== THE PROBLEM ==
Reproduce the records below, starting with the line that contains "TARGET: taillight" and continuing through the end, substituting "green shrub" for "leafy bush" and changing nothing else.
* * *
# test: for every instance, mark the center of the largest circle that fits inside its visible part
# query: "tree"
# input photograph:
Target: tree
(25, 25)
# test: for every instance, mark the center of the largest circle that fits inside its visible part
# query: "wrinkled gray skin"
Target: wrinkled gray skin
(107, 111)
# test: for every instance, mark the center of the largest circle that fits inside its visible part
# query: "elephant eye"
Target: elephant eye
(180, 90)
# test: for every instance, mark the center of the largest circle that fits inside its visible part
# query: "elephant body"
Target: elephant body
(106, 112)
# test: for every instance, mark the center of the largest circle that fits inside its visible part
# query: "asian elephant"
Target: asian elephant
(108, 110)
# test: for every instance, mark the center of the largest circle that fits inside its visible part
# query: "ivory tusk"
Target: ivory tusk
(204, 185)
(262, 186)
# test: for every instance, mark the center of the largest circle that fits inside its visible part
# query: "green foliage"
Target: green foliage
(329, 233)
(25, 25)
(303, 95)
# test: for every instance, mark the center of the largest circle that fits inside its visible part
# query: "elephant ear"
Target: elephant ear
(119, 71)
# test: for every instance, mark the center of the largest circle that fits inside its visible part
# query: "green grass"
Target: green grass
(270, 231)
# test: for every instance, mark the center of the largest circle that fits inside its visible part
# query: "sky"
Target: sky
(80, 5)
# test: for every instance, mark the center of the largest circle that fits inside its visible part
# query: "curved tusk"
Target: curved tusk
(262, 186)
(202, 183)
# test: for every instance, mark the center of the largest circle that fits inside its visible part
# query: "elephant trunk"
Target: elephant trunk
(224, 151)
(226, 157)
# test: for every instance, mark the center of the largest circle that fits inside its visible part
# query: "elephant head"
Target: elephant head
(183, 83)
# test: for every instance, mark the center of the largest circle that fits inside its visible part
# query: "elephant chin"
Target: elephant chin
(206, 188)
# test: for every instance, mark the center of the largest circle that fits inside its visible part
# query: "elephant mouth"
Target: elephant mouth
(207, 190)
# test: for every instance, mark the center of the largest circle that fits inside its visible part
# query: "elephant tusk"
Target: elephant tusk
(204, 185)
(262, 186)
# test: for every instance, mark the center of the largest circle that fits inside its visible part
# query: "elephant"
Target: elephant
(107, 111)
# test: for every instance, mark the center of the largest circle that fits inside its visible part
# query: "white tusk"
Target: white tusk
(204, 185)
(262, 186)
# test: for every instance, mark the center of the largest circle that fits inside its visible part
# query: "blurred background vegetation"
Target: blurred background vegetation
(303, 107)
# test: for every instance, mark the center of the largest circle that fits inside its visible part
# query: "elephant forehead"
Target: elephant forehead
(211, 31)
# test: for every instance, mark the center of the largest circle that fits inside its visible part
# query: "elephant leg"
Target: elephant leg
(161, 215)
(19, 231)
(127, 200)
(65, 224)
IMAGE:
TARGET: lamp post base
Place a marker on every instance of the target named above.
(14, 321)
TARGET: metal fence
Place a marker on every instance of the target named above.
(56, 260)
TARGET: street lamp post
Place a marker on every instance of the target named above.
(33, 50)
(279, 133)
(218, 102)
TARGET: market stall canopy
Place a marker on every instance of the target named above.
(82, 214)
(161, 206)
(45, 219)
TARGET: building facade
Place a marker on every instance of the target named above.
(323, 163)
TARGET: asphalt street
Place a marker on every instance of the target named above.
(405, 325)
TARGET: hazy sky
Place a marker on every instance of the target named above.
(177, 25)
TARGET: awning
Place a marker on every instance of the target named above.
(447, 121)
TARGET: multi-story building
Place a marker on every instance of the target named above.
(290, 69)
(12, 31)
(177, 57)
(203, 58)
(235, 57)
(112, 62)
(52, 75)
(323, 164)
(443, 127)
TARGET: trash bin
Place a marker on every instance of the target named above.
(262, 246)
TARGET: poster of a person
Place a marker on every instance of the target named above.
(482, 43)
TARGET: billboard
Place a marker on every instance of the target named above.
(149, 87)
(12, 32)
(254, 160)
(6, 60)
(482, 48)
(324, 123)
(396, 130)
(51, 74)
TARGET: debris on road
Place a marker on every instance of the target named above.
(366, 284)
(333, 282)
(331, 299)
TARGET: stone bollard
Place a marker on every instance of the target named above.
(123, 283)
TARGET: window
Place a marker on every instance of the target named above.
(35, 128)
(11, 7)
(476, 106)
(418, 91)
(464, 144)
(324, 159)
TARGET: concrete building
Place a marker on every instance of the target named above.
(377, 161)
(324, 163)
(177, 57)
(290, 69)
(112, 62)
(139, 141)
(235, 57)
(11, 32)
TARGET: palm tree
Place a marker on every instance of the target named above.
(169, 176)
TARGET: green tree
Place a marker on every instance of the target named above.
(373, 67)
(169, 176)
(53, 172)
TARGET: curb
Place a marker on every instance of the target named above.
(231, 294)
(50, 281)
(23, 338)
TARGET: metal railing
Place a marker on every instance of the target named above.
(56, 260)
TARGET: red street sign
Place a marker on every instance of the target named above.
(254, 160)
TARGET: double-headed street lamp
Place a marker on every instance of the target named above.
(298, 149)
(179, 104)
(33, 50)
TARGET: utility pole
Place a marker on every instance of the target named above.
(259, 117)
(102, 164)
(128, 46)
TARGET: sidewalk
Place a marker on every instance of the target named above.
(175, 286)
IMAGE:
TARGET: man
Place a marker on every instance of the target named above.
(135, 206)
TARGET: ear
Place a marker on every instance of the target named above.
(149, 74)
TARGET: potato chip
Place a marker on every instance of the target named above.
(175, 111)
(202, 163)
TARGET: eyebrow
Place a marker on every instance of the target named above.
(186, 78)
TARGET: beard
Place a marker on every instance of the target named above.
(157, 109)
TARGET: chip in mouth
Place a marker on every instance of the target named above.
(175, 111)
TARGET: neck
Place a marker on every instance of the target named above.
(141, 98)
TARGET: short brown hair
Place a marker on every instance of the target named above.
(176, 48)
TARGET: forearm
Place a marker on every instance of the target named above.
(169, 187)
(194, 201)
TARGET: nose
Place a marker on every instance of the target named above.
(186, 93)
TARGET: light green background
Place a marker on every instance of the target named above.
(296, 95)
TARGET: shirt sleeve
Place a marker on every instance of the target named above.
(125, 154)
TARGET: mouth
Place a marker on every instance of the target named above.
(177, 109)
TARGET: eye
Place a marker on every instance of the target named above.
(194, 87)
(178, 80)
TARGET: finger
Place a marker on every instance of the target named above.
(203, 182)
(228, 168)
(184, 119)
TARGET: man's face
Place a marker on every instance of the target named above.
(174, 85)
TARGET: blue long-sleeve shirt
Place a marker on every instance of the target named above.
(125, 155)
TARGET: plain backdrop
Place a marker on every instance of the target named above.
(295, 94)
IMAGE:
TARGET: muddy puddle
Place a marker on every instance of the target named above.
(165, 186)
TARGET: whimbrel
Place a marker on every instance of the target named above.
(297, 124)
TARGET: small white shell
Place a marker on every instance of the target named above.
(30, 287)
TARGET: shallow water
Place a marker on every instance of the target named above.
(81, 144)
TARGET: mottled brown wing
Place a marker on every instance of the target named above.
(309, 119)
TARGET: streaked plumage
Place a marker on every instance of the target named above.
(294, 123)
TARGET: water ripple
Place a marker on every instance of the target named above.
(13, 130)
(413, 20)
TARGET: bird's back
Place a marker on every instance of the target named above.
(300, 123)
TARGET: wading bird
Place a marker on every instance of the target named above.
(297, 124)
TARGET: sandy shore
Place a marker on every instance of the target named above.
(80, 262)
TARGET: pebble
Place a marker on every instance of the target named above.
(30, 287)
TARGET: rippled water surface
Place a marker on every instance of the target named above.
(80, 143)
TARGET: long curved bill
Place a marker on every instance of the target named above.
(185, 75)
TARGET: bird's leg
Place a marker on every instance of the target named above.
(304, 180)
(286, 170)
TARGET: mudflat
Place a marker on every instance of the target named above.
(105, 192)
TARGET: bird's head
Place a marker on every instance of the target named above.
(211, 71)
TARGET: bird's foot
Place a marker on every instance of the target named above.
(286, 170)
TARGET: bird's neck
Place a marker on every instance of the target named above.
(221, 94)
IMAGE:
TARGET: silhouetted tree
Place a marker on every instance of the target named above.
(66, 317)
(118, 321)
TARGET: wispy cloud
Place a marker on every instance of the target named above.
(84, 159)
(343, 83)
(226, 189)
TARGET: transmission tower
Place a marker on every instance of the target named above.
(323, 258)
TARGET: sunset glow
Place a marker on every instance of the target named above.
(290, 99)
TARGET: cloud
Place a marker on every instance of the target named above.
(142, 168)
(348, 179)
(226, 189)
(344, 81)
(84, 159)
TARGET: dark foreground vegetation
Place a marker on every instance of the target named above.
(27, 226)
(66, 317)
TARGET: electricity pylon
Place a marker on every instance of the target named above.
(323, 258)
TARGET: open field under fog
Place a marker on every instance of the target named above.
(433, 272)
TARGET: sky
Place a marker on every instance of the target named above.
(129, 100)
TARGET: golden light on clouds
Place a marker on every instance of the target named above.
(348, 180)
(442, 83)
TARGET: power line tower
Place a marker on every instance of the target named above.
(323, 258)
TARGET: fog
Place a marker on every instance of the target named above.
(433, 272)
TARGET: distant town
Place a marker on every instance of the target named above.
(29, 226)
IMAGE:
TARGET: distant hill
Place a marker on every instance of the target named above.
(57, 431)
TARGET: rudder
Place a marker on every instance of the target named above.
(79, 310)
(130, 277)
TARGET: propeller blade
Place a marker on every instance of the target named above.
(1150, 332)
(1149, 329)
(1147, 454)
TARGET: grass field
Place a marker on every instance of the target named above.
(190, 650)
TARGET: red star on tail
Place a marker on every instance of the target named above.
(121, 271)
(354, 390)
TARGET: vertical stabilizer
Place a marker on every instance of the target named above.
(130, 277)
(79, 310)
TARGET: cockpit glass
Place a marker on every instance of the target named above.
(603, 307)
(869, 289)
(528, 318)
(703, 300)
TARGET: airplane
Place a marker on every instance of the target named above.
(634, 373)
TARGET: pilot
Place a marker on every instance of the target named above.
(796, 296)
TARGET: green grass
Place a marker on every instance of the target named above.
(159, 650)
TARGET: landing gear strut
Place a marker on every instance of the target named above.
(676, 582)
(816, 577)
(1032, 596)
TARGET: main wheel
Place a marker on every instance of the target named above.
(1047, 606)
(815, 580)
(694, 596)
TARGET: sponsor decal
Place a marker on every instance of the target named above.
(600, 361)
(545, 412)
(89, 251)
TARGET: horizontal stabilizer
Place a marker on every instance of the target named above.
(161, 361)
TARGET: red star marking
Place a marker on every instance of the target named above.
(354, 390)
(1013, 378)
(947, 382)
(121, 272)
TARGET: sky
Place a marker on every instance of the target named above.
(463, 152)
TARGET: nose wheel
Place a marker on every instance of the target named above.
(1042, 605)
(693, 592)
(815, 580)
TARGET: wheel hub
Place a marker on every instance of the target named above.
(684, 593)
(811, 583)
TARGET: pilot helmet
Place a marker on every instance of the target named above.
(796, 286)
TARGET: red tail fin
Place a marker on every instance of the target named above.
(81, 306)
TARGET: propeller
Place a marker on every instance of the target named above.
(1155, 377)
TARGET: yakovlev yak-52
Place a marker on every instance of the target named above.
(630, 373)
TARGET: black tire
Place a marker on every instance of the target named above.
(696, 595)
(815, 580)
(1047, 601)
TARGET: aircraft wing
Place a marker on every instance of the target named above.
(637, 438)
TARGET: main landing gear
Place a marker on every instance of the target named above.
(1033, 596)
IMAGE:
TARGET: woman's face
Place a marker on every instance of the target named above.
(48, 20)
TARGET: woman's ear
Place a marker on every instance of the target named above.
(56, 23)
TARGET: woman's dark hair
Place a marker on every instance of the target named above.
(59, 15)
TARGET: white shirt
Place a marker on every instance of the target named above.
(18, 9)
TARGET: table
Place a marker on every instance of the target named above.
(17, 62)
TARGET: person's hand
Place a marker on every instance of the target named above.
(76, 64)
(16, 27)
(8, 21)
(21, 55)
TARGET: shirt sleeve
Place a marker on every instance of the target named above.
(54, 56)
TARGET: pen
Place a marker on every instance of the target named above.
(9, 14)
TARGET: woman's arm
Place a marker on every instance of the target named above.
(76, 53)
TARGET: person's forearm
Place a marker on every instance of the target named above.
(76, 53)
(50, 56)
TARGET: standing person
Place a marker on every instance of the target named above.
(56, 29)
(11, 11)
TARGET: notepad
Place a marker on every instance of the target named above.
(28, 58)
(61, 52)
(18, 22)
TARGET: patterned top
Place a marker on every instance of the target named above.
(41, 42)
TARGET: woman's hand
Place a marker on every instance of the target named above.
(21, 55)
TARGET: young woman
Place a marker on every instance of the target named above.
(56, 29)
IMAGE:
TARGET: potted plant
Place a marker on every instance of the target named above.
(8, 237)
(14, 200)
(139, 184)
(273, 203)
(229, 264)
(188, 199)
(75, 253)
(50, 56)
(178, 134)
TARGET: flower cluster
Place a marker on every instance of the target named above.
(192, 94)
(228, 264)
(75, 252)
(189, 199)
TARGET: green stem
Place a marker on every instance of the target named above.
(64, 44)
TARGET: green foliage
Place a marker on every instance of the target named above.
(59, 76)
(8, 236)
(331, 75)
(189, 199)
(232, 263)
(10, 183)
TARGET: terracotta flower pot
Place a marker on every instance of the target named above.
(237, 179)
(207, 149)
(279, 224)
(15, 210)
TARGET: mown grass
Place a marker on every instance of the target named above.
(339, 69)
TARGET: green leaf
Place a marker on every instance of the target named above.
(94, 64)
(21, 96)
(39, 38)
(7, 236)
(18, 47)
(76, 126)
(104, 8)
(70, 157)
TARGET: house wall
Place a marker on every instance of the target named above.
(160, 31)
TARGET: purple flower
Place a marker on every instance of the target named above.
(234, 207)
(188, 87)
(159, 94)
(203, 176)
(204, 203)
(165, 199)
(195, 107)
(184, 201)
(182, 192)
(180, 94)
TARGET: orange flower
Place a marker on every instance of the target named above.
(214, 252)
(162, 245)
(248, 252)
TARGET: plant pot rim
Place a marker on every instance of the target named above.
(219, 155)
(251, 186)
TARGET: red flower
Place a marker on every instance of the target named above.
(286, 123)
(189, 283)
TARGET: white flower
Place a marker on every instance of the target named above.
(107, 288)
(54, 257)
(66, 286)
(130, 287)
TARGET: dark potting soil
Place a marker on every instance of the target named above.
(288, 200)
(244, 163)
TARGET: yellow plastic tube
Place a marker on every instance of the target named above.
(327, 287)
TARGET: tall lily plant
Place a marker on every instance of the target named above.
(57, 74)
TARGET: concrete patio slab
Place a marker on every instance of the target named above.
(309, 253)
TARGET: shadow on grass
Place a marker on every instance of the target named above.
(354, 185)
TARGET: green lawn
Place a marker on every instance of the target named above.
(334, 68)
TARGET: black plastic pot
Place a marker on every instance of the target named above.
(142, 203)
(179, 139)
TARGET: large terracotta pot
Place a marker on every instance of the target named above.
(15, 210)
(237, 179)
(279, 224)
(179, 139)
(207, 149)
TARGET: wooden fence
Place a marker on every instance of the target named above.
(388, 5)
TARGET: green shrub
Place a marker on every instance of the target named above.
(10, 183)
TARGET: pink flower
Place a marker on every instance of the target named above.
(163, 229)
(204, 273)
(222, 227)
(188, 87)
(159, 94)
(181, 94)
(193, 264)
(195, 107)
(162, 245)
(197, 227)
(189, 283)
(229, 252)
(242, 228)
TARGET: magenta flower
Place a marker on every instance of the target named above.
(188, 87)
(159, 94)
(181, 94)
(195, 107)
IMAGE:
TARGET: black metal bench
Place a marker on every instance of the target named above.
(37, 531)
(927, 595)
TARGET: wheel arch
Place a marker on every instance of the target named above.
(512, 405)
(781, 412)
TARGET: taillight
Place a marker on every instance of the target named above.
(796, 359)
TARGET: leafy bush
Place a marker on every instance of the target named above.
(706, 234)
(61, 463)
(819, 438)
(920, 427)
* * *
== COMPLETE OUTPUT ==
TARGET: taillight
Place a marker on every instance of the target named above.
(796, 359)
TARGET: green shrub
Place a marker on every instance of the target named above.
(706, 234)
(61, 463)
(819, 438)
(920, 427)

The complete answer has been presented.